▶ Work to be completed:
Extract each line of the data below exactly as written.

Records of labeled points:

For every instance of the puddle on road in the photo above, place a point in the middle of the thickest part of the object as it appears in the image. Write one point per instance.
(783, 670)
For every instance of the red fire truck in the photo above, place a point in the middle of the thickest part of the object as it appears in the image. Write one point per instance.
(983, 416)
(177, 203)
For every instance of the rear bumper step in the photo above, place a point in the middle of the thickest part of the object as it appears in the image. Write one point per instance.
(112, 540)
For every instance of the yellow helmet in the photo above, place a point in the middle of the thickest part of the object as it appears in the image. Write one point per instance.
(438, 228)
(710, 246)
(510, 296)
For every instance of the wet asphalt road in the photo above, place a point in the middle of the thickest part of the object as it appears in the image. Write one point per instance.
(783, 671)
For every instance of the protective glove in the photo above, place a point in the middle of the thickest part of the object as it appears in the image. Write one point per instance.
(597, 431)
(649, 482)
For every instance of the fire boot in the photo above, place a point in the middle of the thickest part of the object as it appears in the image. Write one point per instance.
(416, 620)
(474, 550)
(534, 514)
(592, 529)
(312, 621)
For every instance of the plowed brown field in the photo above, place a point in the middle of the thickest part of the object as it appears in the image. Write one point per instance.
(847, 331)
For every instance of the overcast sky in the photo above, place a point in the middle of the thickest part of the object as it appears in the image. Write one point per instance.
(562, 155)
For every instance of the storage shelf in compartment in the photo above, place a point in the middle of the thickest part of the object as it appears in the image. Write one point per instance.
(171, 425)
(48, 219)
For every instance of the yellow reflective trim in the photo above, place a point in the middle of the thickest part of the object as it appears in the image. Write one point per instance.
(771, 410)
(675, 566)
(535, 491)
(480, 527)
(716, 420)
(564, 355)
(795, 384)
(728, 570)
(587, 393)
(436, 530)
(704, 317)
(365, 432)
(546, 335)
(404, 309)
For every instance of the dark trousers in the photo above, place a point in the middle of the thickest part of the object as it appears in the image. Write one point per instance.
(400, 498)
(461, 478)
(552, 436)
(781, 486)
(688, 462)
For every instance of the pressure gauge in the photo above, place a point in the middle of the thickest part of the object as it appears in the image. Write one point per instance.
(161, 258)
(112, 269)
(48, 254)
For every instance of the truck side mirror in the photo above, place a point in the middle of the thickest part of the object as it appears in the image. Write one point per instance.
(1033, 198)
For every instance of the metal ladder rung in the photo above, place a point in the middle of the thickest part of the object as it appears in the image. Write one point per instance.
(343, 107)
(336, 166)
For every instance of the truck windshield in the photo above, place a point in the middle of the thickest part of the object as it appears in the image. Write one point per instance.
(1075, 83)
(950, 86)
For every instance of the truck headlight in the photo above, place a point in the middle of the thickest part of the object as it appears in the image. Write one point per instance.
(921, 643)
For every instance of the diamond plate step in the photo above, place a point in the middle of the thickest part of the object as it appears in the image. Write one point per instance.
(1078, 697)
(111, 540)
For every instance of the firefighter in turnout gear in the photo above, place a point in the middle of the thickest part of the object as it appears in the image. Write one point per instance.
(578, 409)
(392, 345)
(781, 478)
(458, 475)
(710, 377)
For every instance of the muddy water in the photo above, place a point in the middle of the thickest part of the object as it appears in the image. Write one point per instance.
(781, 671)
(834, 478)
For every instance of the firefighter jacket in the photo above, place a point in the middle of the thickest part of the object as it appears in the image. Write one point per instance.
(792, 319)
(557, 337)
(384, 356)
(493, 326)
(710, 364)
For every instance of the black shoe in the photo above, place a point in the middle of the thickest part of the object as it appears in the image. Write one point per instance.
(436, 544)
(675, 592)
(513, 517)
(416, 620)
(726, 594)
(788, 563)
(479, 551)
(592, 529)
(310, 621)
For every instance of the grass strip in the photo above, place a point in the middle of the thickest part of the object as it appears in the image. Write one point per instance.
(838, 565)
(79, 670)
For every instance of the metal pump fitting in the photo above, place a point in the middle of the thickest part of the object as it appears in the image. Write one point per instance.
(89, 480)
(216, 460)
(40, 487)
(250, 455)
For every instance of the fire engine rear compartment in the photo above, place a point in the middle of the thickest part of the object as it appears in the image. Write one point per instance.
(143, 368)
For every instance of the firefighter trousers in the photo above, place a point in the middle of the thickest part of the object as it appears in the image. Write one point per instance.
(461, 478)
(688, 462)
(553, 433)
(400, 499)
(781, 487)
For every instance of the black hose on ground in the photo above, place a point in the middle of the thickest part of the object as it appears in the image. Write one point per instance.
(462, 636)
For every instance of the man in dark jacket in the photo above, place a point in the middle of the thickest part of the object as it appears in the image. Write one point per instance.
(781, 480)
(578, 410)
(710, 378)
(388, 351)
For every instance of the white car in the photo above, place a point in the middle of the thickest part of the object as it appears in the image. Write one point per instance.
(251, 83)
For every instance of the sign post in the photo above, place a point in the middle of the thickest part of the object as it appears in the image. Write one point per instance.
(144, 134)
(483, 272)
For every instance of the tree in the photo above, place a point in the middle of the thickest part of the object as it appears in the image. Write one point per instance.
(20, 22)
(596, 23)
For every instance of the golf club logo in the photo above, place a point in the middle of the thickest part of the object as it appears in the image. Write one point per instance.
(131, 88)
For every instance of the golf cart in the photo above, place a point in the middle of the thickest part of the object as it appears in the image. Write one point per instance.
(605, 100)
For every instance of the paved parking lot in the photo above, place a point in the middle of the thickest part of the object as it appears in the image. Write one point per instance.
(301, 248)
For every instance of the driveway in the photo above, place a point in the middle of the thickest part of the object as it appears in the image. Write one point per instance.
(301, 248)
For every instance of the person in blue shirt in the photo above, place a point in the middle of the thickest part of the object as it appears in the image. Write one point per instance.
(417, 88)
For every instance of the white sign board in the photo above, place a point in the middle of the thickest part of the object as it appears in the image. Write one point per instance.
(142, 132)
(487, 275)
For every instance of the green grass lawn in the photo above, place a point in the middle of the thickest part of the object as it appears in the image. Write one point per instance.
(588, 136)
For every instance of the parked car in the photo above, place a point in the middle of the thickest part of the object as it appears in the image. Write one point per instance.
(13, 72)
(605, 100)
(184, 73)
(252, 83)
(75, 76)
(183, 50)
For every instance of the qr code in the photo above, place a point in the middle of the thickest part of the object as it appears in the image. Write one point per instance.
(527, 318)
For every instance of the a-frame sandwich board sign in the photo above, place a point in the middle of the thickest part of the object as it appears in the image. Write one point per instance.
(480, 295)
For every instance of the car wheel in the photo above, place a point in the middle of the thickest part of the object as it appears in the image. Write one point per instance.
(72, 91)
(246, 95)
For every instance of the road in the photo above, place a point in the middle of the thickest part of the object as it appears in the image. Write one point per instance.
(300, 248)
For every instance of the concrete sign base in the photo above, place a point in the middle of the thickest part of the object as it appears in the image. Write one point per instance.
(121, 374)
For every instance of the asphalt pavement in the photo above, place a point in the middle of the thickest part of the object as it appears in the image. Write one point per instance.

▶ Written response:
For every instance of the puddle on road in the photo above, place a point in the middle of the thickest part of the object as it appears in the image. Write one point per instance.
(783, 670)
For every instance of the red fire truck in the photo above, place a point in the middle of the thickest part of the object as it appears in the image. Write one point per instance.
(983, 416)
(177, 203)
For every instance of the rear bumper step in the photo above, place a point in the middle of the thickest part of the object as it appears in the image. Write one point per instance.
(112, 540)
For every instance of the yellow helmet in the photo above, place a point in the middle of the thickest part of the object as it appears in the image. Write one point per instance.
(438, 228)
(710, 246)
(510, 296)
For every instance of the wet asphalt road in the photo above, place a point in the middle of the thickest part of the object as it appears in the image. Write one point per instance.
(783, 671)
For every instance of the protective glove in the photo above, place a point in the middle of the thickest part of the object as it appears in the image. Write one point per instance.
(597, 431)
(649, 482)
For every instance of the fire boot in the photo above, place a point in the middle of the thickest part of the object as it appears in the image. Write one point per instance.
(416, 620)
(474, 550)
(534, 514)
(592, 529)
(312, 621)
For every instance of the plowed brown field in the photo above, place a point in the middle of the thickest part of the object as it appears in the image. Write one point per instance.
(847, 331)
For every instance of the overcast sky in the photo above, place a point in the middle of the thickest part of the object as it appears in the image. Write one point per instance.
(562, 155)
For every instance of the storage shelf in compartment in the photo above, place a point in the middle of the thickest part of the object as it appears in the image. Write one point per instance.
(171, 425)
(48, 219)
For every instance of the yellow reflective trim in the photo above, place a point in the middle of the thickest part of the object as it appears in the image. Write one point per instance.
(771, 410)
(675, 566)
(535, 491)
(480, 527)
(716, 420)
(564, 355)
(795, 384)
(728, 570)
(587, 393)
(436, 530)
(704, 317)
(365, 432)
(546, 335)
(404, 309)
For every instance of the dark trousers in the photo above, place a point in the middle of the thickest part of the object as it appears in the image. Write one point per instance.
(400, 498)
(461, 478)
(552, 436)
(781, 486)
(688, 462)
For every instance of the pressure gauge in the photo above, place a point in the middle of the thickest part of the object as it appears in the image. Write one point per instance.
(161, 258)
(112, 269)
(48, 254)
For every instance of the truck side mirror in the photo above, place a point in the middle of the thickest part of the object as it appears in the image. Write one point per instance.
(1033, 198)
For every instance of the metal ladder rung in the photo above, place a point in the middle of the thickest part of the object as it appears in the image. Write one point per instance.
(343, 107)
(336, 166)
For every instance of the truck windshield in the photo above, place a point in the middle of the thickest part of the object as it appears in the image. Write one point per instance.
(1075, 83)
(950, 86)
For every instance of the truck headlight in the photo above, place a point in the middle of the thickest part of the object as it appears in the image. Write one point per instance.
(921, 643)
For every instance of the diamond plate step in the photo above, place a point in the middle of the thickest part of the object as it appears in the image. Write one point per instance.
(1078, 697)
(111, 540)
For every instance of the firefighter in turnout gear in the photo above, place a point in the middle of the thickest part of the object as it appears in the image. Write one point per instance.
(578, 409)
(392, 345)
(781, 478)
(458, 475)
(710, 377)
For every instance of the muddy water in the photo above, place a point in the middle of the thickest part of the object as it appears in the image. Write one point per instance.
(781, 671)
(834, 478)
For every instance of the firefighter jacket in the photo above, place a point in the middle of the thickest part of the object as it appears in the image. Write one point per instance.
(792, 319)
(557, 337)
(384, 356)
(493, 326)
(710, 364)
For every instance of the black shoe in the photo above, place a point in the middle of the thickest part of the object as it appears in the image. Write one point per instance.
(436, 544)
(675, 592)
(513, 517)
(416, 620)
(726, 594)
(788, 563)
(479, 551)
(592, 529)
(310, 621)
For every instance of the grass strip in the photo above, place a point in the middle of the thickest part of the object as it appears in the image. Write one point per instance.
(838, 565)
(79, 670)
For every instance of the metal pump fitting in the photo above, place a point in the middle of the thickest part of the object as it appears in the image. Write one point per instance.
(89, 480)
(216, 460)
(40, 487)
(250, 455)
For every instance of the fire engine rear compartment in the photo above, place a point in the middle of the thickest part of the object as it appears in the image. Write one point per instance.
(143, 368)
For every instance of the firefighter trousers in the photo above, place a point in the middle of the thickest part of the object as it appears in the image. Write one point per instance.
(461, 478)
(688, 462)
(553, 433)
(400, 499)
(781, 487)
For every instance of the black hose on ground in the photo above, place a point in the middle of the thickest part of the object as it appears in the image. Write one point per instance.
(462, 636)
For every instance of the man in dark jacket in the photo above, place a point in the middle of the thickest part of the object as it appears in the image. Write one point per instance.
(781, 480)
(578, 410)
(710, 378)
(388, 351)
For every instance of the white car in the photo above, place a point in the middle of the thickest part of the object as it appears in the image. Write one point per instance.
(251, 83)
For every instance of the sign post in the photo above, place a point in the middle of the thickest part of the object as it appears in the image. Write one point per instance.
(144, 134)
(483, 272)
For every instance of the tree in the photo above, place a point in the middle of the thickest part of the object as it appears in the image. Write one point per instance.
(20, 22)
(596, 23)
For every instance of the golf club logo in the photo above, place a point in the middle of the thickest part of the object as it appears in the image. Write one point per instance.
(131, 88)
For every instance of the golf cart in the photo above, place a point in the middle of the thickest part of the object as it appears in the image. Write one point per instance.
(605, 100)
For every instance of the paved parking lot in the photo above, place a point in the middle of the thickest part of the object as it appears in the image. Write one point per instance.
(301, 248)
For every instance of the driveway in the photo above, place a point in the middle of the thickest part of the object as it appears in the image. Write one point per instance.
(301, 248)
For every instance of the person in blue shirt in the photo above, place a point in the middle of the thickest part of the object as it appears in the image. Write one point per instance.
(417, 88)
For every instance of the white sign board in the photo above, place a point in the middle of the thickest part of the object as it appears in the image. Write one point per instance.
(142, 132)
(487, 275)
For every instance of the green grass lawn in the photo above, place a point in the middle of the thickest part of the object as it appears in the image. Write one point per instance.
(588, 136)
For every instance of the parked car in the photo above, place a point in the middle of the thickest part of the object as it appears in the image. Write one point per instance.
(13, 72)
(605, 100)
(184, 73)
(252, 83)
(75, 76)
(183, 50)
For every instance of the qr code in the photo above, place a point in the middle of the thickest part of the object as it appears in the image. Write one point per instance.
(527, 318)
For every instance of the a-frame sandwich board sign in the photo above, place a point in the middle of the thickest part of the object as it appears in the image. Write one point per instance.
(480, 295)
For every instance of the car wheel in the photo above, place a point in the middle of the thickest part of the object as it appears in the image. Write one point per instance.
(72, 91)
(246, 95)
For every instance of the road in the photo above, place a point in the middle of the thickest part of the object as it appears in the image. Write one point per instance.
(300, 248)
For every instance of the concrete sign base in the photo above, place a point in the middle of the thickest part of the object as it appears in the image. Write one point per instance.
(121, 374)
For every instance of the asphalt pavement in the photo above, place a point in the middle of the thickest part of the object as it appears in the image. Write one point per instance.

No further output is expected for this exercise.